*Problem to work on*
Count the lines below that contain the word "segmentation", and reply with that number only.

··· Data supplied ···

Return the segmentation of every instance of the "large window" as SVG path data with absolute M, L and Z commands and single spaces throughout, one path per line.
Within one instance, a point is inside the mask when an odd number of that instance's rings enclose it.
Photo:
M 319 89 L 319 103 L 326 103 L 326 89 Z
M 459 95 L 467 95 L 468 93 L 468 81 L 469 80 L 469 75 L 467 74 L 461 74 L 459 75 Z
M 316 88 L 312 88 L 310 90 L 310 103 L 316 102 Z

···
··· Data supplied ···

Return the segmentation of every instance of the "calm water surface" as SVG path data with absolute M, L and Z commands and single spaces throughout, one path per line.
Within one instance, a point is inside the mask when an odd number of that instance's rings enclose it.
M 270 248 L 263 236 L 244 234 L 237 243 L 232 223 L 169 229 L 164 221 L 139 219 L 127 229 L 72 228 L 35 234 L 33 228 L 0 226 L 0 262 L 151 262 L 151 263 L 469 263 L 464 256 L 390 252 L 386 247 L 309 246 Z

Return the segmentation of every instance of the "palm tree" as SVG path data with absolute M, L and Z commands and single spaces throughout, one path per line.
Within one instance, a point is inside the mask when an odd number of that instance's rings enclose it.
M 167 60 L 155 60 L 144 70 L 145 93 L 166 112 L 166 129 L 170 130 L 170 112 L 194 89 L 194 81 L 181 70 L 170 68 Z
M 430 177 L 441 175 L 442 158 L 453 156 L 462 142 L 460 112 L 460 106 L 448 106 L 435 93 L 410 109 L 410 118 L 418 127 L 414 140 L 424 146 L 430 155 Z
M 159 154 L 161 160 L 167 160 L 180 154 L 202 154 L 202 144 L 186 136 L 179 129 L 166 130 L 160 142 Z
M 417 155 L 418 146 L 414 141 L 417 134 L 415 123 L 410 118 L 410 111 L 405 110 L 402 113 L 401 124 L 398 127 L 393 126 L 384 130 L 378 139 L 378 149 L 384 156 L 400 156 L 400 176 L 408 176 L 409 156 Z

···
··· Data supplied ···

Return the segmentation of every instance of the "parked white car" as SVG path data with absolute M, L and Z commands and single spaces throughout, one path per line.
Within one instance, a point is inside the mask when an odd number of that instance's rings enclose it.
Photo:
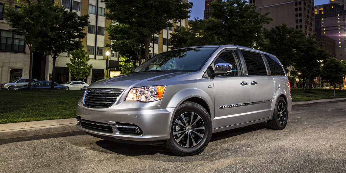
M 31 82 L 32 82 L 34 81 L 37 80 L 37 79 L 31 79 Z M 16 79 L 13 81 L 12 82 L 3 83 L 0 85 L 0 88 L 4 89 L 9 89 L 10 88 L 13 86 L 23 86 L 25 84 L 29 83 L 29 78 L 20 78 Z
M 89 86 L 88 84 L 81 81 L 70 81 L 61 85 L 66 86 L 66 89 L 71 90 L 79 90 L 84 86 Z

···

*Exercise solution*
4